[Start of section]

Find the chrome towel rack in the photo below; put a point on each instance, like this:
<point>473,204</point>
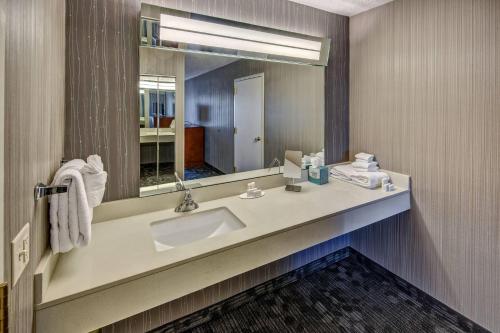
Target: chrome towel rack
<point>42,190</point>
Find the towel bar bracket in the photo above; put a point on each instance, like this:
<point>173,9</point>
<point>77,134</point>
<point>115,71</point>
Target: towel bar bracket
<point>42,190</point>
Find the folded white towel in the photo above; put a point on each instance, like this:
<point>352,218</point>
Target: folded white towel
<point>70,214</point>
<point>364,157</point>
<point>347,172</point>
<point>365,166</point>
<point>94,178</point>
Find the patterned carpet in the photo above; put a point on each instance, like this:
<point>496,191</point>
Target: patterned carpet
<point>351,295</point>
<point>166,173</point>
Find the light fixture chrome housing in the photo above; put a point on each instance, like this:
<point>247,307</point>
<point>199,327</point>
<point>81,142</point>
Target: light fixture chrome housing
<point>186,32</point>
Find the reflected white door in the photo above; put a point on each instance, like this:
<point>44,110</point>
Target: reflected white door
<point>249,123</point>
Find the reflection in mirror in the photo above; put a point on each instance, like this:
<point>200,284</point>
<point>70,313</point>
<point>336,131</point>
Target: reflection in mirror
<point>157,130</point>
<point>237,110</point>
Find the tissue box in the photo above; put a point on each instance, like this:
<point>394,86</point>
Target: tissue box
<point>318,175</point>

[End of section]

Only the pictures are to be left out; print everything else in the listing exactly.

Find the chrome towel rack in the photo below; put a point on each instance, like this:
<point>473,204</point>
Target: chrome towel rack
<point>42,190</point>
Find the towel bar bracket in the photo above; put a point on each instance, like this:
<point>173,9</point>
<point>77,134</point>
<point>115,71</point>
Target: towel bar bracket
<point>42,190</point>
Find the folded white towel in the photo above; put a point on each instance, like this:
<point>352,218</point>
Target: folded white towel
<point>70,214</point>
<point>364,157</point>
<point>347,172</point>
<point>365,166</point>
<point>94,178</point>
Find the patterned carpet in the photo above; put a point on each instance, like this:
<point>496,191</point>
Target: patterned carpet
<point>351,295</point>
<point>166,173</point>
Find the light fixture chrome housing in the photo above; put a point on each instance, like this:
<point>247,307</point>
<point>199,327</point>
<point>81,142</point>
Target: light fixture chrome housing
<point>186,32</point>
Find the reflected white door in the photo above; put a point on each instance, like this:
<point>44,110</point>
Target: reflected white door
<point>249,123</point>
Find the reflection in mirror in the photo above; put a point on each instance, like this:
<point>200,284</point>
<point>70,313</point>
<point>336,131</point>
Target: reflection in mirror
<point>157,130</point>
<point>237,110</point>
Find the tissue box in the photo above; put a point on each instance, like this:
<point>394,86</point>
Target: tissue box
<point>318,175</point>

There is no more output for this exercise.